◆ **SELECTED EXCERPT**
CT lung cancer screening is likely to be more cost-effective if it is used to identify other tobacco-related conditions in high-risk people, according to a study published in the Journal of Thoracic Oncology.
The researchers from Canada believe that combining CT screening for multiple conditions with efforts to stop smoking and manage the treatment of heart and lung disease is the key to screening's cost-effectiveness.
Treating patients with lung cancer is expensive, leaving health systems struggling to afford cancer medicines, according to a press release from Elsevier about the study. But diagnosing smoking-related diseases as early as possible could lengthen and improve patients' lives more affordably. There are no national lung cancer screening programs in place because of a lack of evidence that the benefits would outweigh the financial costs.
The study showed that large-scale CT lung cancer screening programs could be economically viable if they target high-risk people and are also used to identify noncancer conditions such as chronic obstructive pulmonary disease (COPD) (J Thorac Oncol, May 9, 2017).

◆ **PROBLEMS TO SOLVE**
**a)** Condense the paragraph of the CT lung cancer screening article that begins "Treating patients with lung cancer is expensive" into a short bulleted list that keeps its main facts.
**b)** According to the CT lung cancer screening article, which country are the researchers from?

Natural-language object grounding data

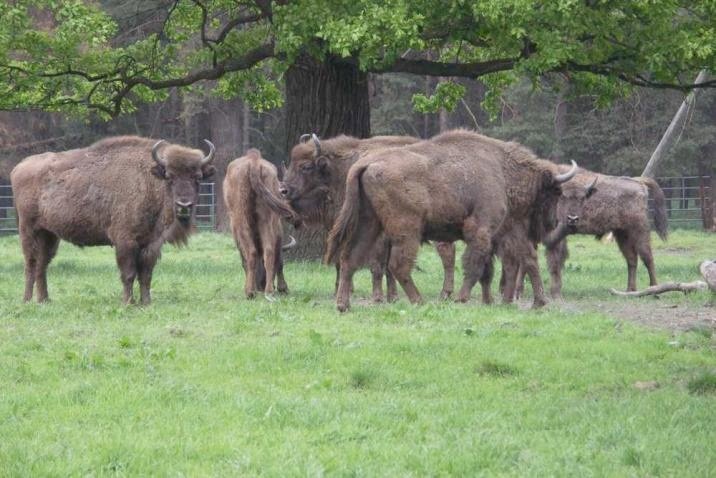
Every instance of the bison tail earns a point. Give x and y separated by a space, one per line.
346 223
660 220
258 184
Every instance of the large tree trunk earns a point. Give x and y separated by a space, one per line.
327 98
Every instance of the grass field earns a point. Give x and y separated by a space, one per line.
206 383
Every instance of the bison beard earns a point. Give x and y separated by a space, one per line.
251 195
458 185
123 191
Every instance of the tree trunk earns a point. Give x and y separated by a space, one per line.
327 98
672 131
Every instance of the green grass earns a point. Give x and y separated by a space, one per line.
204 382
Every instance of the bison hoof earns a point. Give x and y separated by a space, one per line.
539 303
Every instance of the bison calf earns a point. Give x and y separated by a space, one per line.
128 192
251 195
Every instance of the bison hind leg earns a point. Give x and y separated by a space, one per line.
47 243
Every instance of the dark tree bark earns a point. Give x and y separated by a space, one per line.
328 98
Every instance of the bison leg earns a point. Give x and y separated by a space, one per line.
446 251
127 259
531 266
47 244
644 249
378 269
28 242
269 257
352 257
508 281
486 281
626 246
146 262
476 256
556 257
282 287
402 257
391 285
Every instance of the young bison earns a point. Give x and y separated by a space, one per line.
251 195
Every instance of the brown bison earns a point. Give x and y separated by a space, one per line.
128 192
251 195
597 204
458 185
315 185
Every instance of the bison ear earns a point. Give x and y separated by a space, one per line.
159 171
207 171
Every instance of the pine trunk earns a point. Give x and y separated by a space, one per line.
327 98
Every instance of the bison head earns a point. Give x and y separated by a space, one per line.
570 207
306 182
182 169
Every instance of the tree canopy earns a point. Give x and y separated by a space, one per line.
80 56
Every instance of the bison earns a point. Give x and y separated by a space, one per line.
128 192
598 204
458 185
251 195
315 186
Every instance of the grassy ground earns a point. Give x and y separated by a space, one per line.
204 382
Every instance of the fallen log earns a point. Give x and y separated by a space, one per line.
684 287
708 270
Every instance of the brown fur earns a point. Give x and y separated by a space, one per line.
617 204
251 195
458 185
316 187
110 193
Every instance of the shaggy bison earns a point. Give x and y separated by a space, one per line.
315 185
458 185
251 195
129 192
597 204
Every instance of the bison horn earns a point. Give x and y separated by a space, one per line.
209 157
155 153
292 243
563 178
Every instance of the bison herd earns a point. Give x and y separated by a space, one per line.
379 199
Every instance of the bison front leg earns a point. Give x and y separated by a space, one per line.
626 246
446 251
127 257
556 257
147 261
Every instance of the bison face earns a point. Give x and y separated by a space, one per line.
306 183
182 169
570 208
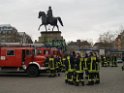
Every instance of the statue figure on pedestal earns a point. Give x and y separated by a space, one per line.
49 19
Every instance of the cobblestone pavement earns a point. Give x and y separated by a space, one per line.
112 81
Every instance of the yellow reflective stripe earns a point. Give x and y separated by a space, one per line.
81 59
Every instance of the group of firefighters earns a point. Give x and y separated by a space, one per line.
78 69
107 61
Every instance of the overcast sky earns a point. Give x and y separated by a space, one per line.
82 19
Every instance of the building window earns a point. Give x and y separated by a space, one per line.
10 52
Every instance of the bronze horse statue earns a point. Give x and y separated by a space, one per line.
46 21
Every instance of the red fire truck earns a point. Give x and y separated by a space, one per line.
48 51
21 58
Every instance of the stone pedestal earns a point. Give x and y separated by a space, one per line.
50 36
52 39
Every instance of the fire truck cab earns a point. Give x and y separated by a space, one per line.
21 59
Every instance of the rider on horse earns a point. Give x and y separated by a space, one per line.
49 14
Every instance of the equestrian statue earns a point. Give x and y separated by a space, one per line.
49 19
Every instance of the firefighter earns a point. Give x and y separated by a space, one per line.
69 65
97 68
91 68
63 60
58 63
79 70
52 66
114 61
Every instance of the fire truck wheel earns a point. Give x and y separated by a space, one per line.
33 71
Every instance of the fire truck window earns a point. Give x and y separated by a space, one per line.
10 52
28 52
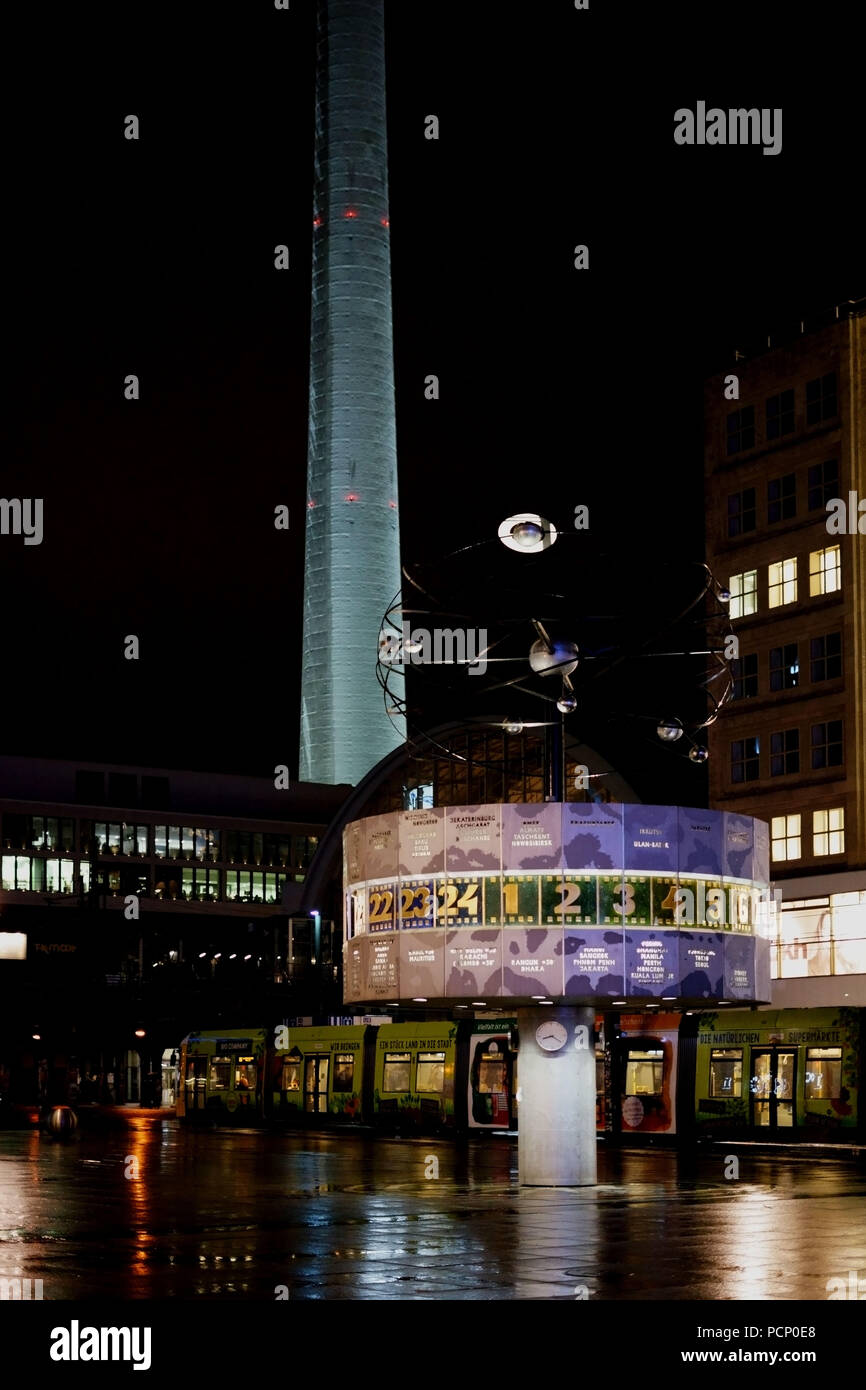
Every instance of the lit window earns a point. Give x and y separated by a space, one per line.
291 1076
745 759
824 570
784 667
744 594
827 744
644 1072
431 1072
784 752
786 837
344 1072
783 583
726 1072
823 1073
829 831
220 1073
395 1075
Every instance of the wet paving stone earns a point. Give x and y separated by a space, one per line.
242 1214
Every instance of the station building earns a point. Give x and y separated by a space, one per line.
136 901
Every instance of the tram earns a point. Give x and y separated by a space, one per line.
788 1073
420 1076
660 1077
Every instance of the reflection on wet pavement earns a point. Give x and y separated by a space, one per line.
255 1215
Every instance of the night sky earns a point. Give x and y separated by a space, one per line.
556 387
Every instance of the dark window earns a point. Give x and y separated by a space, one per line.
781 498
745 761
826 653
123 790
784 752
820 399
741 430
15 831
154 792
827 744
823 483
745 676
784 667
780 414
91 788
741 512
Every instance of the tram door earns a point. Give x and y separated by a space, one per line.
491 1083
196 1082
316 1084
772 1087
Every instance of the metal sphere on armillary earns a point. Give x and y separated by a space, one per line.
560 660
669 730
63 1121
527 534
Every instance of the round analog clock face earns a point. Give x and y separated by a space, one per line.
551 1036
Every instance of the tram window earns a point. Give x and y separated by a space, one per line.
220 1073
396 1072
291 1076
823 1073
491 1073
431 1072
726 1072
344 1072
245 1073
644 1072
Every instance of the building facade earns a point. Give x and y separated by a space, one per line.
136 904
786 478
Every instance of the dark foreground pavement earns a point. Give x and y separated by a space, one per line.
148 1209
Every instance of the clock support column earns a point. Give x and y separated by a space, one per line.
556 1108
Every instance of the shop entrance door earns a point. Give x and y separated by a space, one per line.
772 1087
316 1084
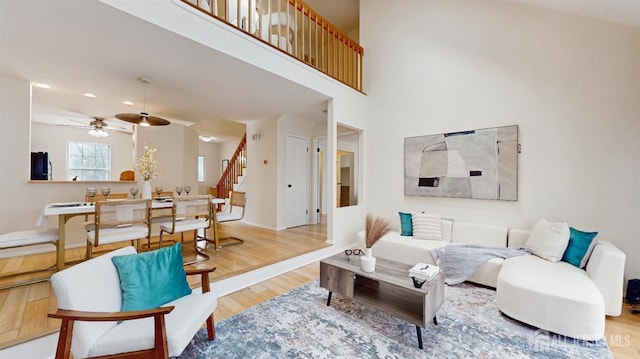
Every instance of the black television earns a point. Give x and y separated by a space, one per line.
39 166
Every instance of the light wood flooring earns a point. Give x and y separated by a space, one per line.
23 310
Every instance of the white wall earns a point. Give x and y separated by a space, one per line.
212 165
571 83
177 155
261 182
53 139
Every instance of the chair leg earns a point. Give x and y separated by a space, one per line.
63 349
211 328
89 252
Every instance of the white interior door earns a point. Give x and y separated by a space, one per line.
297 181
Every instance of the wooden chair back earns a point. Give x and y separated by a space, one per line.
125 212
99 197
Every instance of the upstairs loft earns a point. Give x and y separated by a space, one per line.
294 28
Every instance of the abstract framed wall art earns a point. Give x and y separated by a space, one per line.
481 164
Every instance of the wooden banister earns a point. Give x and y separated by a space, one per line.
309 38
235 169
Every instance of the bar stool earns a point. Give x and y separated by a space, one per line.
26 238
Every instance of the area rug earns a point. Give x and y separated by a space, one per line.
298 324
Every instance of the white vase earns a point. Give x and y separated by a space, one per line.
146 190
367 262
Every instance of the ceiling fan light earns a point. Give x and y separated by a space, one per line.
98 132
144 122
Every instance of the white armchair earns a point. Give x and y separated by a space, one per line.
89 299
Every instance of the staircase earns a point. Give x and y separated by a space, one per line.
234 171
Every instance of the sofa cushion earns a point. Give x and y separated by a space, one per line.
153 278
580 247
181 324
426 226
90 286
406 224
548 240
403 249
557 297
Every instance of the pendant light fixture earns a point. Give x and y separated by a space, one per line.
143 118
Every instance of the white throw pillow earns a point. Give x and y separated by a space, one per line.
548 240
426 226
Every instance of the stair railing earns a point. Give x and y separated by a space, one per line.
235 169
295 29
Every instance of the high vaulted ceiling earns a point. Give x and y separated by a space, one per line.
87 46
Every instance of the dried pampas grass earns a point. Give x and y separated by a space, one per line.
375 228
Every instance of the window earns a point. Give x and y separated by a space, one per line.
88 161
200 168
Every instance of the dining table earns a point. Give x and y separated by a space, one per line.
67 210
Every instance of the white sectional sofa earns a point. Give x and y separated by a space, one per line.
556 297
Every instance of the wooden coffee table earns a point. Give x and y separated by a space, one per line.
389 289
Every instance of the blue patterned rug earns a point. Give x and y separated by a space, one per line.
298 324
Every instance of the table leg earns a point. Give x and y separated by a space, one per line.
62 224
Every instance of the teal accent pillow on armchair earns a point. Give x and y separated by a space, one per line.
580 246
406 224
151 279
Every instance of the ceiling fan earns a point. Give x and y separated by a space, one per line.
143 118
98 127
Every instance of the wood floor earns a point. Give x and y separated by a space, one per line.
23 310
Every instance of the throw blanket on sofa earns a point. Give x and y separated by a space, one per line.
460 261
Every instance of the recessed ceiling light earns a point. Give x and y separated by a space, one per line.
206 138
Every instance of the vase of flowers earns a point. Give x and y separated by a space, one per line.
146 167
375 228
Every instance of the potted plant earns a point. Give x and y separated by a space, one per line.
146 166
375 228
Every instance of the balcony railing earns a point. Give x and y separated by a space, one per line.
294 28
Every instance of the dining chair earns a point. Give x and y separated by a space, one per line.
236 200
119 221
189 213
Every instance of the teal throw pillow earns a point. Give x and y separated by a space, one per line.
406 224
580 246
151 279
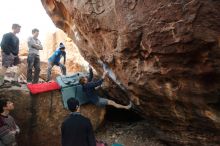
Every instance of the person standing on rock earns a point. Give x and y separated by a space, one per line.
33 59
76 130
10 50
8 127
55 60
89 88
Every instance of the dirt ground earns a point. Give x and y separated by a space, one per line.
127 134
126 128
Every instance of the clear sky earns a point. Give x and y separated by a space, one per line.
29 14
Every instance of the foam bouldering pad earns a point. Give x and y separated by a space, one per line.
43 87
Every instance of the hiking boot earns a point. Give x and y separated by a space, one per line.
16 83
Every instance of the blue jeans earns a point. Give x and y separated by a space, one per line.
50 66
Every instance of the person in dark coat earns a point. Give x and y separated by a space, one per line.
89 88
76 130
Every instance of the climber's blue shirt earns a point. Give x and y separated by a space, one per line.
57 55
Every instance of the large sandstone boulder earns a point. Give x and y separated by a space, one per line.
40 116
164 54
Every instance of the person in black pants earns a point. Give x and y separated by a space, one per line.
76 130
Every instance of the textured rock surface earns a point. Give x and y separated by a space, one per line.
165 53
40 116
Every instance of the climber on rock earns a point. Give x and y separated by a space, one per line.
89 86
55 60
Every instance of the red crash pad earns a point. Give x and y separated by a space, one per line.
43 87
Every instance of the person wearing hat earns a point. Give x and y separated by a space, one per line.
33 59
55 60
10 58
76 130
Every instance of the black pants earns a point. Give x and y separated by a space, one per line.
33 60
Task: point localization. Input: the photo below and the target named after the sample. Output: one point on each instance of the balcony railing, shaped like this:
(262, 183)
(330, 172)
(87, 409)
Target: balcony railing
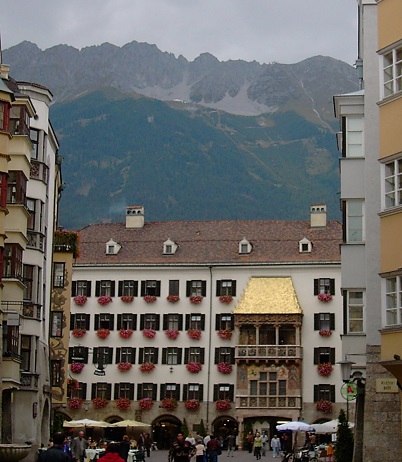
(276, 402)
(36, 240)
(268, 352)
(29, 380)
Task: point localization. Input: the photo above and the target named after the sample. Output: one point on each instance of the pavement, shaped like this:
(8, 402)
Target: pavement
(238, 456)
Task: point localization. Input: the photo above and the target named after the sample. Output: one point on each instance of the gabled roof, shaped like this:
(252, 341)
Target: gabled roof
(211, 242)
(269, 296)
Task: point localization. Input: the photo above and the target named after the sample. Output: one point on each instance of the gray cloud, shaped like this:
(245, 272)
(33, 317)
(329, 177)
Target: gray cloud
(285, 31)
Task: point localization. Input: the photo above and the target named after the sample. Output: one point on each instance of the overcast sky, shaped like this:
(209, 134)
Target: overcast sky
(285, 31)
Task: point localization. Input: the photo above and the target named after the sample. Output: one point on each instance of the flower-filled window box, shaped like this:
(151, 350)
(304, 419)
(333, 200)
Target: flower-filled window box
(325, 369)
(78, 333)
(225, 368)
(223, 405)
(147, 367)
(103, 333)
(194, 334)
(127, 298)
(80, 300)
(225, 334)
(124, 367)
(104, 300)
(172, 334)
(125, 333)
(76, 367)
(324, 297)
(225, 299)
(123, 404)
(75, 403)
(149, 333)
(145, 404)
(194, 367)
(169, 403)
(173, 298)
(324, 406)
(325, 332)
(150, 298)
(99, 403)
(192, 404)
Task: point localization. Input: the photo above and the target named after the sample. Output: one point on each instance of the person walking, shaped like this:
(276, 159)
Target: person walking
(180, 451)
(275, 445)
(55, 453)
(78, 446)
(231, 441)
(257, 445)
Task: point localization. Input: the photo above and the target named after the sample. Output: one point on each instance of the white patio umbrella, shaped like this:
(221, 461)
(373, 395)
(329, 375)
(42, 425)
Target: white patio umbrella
(84, 423)
(330, 426)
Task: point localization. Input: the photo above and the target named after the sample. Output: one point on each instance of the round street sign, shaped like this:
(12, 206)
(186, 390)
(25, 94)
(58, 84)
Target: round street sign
(349, 391)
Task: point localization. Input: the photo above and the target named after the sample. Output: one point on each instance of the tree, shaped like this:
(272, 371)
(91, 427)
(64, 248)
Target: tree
(344, 440)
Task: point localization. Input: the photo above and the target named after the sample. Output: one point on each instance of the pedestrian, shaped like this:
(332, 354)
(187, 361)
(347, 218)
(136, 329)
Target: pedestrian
(231, 441)
(55, 453)
(199, 451)
(257, 445)
(112, 453)
(124, 448)
(264, 438)
(213, 449)
(249, 440)
(78, 446)
(180, 451)
(275, 445)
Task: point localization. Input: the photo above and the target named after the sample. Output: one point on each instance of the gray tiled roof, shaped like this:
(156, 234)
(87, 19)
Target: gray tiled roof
(214, 242)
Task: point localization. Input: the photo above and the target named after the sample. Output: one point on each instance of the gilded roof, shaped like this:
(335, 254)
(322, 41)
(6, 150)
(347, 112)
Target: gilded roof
(211, 242)
(269, 296)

◆ **ANSWERS BY TASK**
**a)**
- Lung cancer treatment is costly, and health systems struggle to pay for cancer medicines.
- Finding smoking-related diseases as early as possible could lengthen and improve patients' lives at lower cost.
- No national lung cancer screening programs exist because there is no evidence that the benefits would outweigh the financial costs.

**b)** Canada